Is on my desk.
What a strange day! It started with General Banchorn Chawansin waking me up. That’s what generals the world over do; it’s in their jeans genes. Gen. Banchorn, now retired, played an important role in military intelligence in helping solve the communist insurgency in the South in the 1980s and, more specifically, in befriending an important local comrade and having him surrender. He told all this in a book they co-signed. As a journalist, I interviewed them both, and later helped translate part of the book into English, or was it all of it? I can’t remember. Today Khun Banchorn was calling to ask if I had kept that translation, as he wished for his daughter to translate his works and my labour of yore would be of help. I told him I thought I no longer had those pages but would look again.
Then I called that friend who is chasing for me Talei Namnom. It turns out that he contacted the author, who lives in the Northeast, and the author, who had only a few copies printed on demand, most of which went to the SEA Write jury, is most willing to mail him one for me, which I’ll probably get early next week, saaaaatu.
Then I went to the website side of the office, delayed Nai Ben’s lunch to explain what I wanted, and it looks like we might be going places after all: later in the day I could see the homepage shaping up by the hour.
I was hardly back home after communal lunch at my alleged terrorist boss’s place (in his absence) when I received a peremptory mail from Chart Korbjitti: please translate for me this text for a catalogue and website. A true abomination: the genesis of Mad Dogs & Co – not the novel, oh no: a line of handmade garments! Chart is Chart and on that chart among others I chart my course. So I sweated for nearly five hours over a text that spoke of garment dyeing and prima fibre and sewing cotton. A literary translator can do anything, right? Since one of the mad dogs involved is the gifted artist who designed free of charge the new TMC logo for me at Chart’s prompting, it would have been bad form for me to charge them anything, though I do plot to get myself at one point a certified dyed-in-the-wool Mad Dogs & Co one-hundred-percent cotton phakhama, which I’ll then display on a wall.

----------

Could you reproduce the diary entry verbatim, from "I was hardly" to "display on a wall."? The data that follow come from a different source than the diary entry.

----------

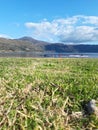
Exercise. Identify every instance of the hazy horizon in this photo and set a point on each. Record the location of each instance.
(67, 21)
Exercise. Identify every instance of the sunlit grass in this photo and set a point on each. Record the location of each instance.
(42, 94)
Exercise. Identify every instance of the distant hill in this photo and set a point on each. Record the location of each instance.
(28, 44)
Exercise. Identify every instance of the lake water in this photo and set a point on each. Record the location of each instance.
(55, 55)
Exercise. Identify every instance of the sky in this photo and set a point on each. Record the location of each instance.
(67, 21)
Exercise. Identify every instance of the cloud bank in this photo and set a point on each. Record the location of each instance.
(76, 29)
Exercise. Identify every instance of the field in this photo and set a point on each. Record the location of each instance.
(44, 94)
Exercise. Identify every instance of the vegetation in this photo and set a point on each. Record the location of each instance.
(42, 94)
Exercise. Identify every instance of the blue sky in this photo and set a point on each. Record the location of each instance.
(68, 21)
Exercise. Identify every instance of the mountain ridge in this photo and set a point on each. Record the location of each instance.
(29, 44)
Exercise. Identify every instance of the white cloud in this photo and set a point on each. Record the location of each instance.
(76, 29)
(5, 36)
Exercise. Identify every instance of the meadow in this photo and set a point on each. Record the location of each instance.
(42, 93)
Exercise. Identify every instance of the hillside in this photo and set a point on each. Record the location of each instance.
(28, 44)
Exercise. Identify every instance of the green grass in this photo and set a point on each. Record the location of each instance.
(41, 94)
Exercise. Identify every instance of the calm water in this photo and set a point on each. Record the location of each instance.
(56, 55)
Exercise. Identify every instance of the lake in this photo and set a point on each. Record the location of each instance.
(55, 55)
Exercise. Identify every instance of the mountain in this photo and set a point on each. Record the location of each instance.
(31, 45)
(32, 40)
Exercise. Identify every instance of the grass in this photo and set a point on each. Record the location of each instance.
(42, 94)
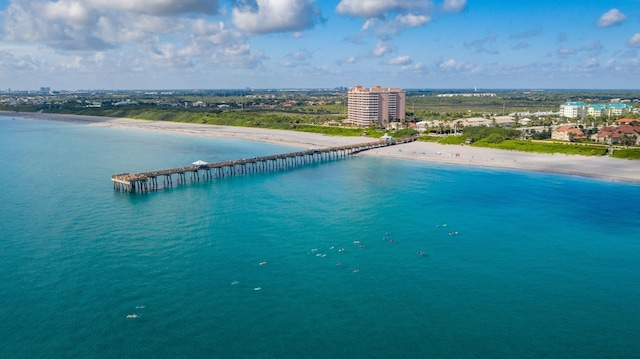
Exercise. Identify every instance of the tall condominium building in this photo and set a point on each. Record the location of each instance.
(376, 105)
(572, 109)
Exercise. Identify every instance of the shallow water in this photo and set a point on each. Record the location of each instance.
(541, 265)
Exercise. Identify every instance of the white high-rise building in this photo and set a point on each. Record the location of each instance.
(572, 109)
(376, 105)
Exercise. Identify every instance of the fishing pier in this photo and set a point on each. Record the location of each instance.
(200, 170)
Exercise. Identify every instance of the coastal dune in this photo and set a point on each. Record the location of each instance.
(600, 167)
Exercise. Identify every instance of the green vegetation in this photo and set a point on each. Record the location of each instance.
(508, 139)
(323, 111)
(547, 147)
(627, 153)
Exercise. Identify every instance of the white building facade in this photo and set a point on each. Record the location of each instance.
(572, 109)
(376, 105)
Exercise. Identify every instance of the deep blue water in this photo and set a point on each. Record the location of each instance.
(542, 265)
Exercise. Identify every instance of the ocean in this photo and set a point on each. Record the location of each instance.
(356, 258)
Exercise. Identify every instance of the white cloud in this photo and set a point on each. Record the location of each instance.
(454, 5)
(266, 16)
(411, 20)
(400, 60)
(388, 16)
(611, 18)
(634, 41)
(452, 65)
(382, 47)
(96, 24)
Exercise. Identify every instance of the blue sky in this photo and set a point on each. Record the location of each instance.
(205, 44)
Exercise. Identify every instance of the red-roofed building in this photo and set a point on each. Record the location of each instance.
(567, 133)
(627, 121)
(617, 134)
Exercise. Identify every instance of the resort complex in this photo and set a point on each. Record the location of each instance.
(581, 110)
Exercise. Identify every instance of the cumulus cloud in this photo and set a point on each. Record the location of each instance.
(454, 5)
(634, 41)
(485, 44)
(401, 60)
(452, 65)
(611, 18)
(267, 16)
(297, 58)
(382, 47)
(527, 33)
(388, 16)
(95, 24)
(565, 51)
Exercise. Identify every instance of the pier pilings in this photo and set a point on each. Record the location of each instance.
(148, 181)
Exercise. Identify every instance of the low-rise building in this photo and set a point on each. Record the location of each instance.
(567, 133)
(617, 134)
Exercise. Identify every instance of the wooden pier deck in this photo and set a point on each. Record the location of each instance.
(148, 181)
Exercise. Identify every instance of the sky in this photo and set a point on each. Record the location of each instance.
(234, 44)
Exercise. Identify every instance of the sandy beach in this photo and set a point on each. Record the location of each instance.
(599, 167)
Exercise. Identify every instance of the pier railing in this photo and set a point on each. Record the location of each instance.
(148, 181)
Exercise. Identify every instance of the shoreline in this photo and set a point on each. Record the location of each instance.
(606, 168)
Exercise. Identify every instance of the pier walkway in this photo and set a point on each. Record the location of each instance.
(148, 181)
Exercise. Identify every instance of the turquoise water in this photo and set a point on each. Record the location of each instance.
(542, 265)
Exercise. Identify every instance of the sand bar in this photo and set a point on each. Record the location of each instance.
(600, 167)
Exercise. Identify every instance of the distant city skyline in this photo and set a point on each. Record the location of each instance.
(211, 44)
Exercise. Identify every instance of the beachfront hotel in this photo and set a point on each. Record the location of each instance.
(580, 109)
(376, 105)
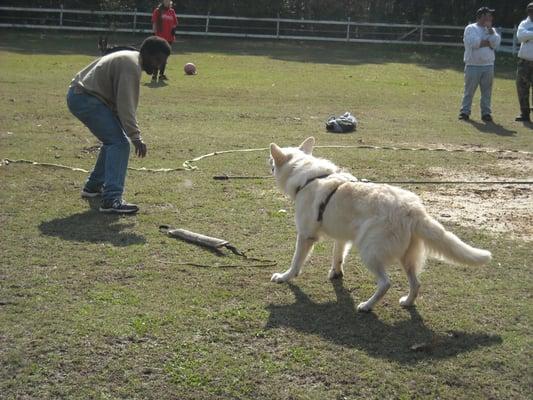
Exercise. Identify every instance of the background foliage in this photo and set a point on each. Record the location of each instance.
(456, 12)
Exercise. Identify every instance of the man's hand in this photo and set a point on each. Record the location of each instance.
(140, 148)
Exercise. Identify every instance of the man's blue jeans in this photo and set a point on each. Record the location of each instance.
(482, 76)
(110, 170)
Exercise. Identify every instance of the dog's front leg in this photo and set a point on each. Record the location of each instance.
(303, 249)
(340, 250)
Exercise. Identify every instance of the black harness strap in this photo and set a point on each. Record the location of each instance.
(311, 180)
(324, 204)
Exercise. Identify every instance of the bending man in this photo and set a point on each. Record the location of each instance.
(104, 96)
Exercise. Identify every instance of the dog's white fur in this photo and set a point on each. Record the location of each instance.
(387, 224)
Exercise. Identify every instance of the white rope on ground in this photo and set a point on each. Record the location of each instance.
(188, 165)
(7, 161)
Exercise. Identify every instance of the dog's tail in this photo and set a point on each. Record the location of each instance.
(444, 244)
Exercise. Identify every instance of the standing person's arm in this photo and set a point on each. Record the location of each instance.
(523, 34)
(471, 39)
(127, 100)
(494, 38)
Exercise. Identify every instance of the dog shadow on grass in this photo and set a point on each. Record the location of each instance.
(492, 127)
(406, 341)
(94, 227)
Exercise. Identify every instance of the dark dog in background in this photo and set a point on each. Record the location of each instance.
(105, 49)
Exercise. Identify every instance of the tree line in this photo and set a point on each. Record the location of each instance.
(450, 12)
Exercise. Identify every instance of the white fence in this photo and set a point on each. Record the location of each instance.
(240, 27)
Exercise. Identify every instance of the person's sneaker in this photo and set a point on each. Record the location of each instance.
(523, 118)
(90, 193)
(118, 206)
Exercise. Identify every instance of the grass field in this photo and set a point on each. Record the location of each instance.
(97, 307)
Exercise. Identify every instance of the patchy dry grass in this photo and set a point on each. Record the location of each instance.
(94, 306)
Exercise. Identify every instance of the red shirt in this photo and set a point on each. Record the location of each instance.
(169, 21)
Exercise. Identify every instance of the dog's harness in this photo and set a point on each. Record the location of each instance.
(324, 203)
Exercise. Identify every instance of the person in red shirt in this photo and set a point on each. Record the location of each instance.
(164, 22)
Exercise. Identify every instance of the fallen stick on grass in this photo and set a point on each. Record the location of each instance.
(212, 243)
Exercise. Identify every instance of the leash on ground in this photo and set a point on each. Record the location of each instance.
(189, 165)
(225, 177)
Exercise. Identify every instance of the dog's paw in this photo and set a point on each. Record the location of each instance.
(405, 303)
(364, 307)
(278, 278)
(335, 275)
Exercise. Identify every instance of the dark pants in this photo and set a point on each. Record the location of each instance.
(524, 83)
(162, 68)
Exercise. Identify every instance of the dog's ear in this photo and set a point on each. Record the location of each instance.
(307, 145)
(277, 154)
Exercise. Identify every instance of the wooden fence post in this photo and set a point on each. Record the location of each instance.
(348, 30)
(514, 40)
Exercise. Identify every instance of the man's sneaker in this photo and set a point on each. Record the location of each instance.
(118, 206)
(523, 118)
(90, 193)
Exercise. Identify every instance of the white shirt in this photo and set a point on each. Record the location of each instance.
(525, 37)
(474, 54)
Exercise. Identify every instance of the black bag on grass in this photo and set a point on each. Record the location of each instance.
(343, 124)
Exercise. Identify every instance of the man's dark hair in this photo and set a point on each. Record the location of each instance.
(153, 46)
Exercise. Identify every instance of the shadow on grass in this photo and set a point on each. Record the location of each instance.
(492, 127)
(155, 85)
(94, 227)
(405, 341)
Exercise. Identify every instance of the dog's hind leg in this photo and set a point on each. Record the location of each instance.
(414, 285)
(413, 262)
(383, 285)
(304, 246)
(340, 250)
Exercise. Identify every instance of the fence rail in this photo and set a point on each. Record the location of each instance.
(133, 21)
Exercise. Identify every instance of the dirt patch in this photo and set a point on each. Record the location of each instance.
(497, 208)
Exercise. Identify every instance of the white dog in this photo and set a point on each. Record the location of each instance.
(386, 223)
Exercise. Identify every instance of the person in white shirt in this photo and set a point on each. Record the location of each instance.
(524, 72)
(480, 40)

----------

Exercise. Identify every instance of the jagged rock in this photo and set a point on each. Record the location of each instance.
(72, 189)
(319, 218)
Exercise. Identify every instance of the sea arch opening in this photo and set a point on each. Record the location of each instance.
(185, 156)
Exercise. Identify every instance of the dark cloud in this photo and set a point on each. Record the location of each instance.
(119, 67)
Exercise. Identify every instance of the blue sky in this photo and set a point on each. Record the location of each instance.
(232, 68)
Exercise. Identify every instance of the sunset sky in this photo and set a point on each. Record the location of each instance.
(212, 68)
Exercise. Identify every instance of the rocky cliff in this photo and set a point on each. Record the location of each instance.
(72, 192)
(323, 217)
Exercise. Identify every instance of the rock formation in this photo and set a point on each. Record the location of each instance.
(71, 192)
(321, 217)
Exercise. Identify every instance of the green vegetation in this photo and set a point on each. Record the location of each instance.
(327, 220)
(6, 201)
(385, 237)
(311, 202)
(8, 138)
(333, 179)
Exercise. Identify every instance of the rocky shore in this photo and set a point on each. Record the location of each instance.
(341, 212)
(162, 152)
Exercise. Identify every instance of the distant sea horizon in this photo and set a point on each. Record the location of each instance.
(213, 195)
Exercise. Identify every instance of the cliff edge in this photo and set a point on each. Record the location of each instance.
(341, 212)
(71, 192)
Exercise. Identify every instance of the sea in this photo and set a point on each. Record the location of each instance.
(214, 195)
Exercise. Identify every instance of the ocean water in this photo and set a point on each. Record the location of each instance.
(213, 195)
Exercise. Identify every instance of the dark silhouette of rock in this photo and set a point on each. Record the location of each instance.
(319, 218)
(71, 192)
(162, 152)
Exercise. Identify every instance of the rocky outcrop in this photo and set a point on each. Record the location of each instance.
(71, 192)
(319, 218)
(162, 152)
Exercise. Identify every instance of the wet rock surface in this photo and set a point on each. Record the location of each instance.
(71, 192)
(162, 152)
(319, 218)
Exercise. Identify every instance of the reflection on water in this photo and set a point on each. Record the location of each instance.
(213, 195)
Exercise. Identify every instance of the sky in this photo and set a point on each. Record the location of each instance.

----------

Answer to this task.
I was hardly back home after communal lunch at my alleged terrorist boss’s place (in his absence) when I received a peremptory mail from Chart Korbjitti: please translate for me this text for a catalogue and website. A true abomination: the genesis of Mad Dogs & Co – not the novel, oh no: a line of handmade garments! Chart is Chart and on that chart among others I chart my course. So I sweated for nearly five hours over a text that spoke of garment dyeing and prima fibre and sewing cotton. A literary translator can do anything, right? Since one of the mad dogs involved is the gifted artist who designed free of charge the new TMC logo for me at Chart’s prompting, it would have been bad form for me to charge them anything, though I do plot to get myself at one point a certified dyed-in-the-wool Mad Dogs & Co one-hundred-percent cotton phakhama, which I’ll then display on a wall.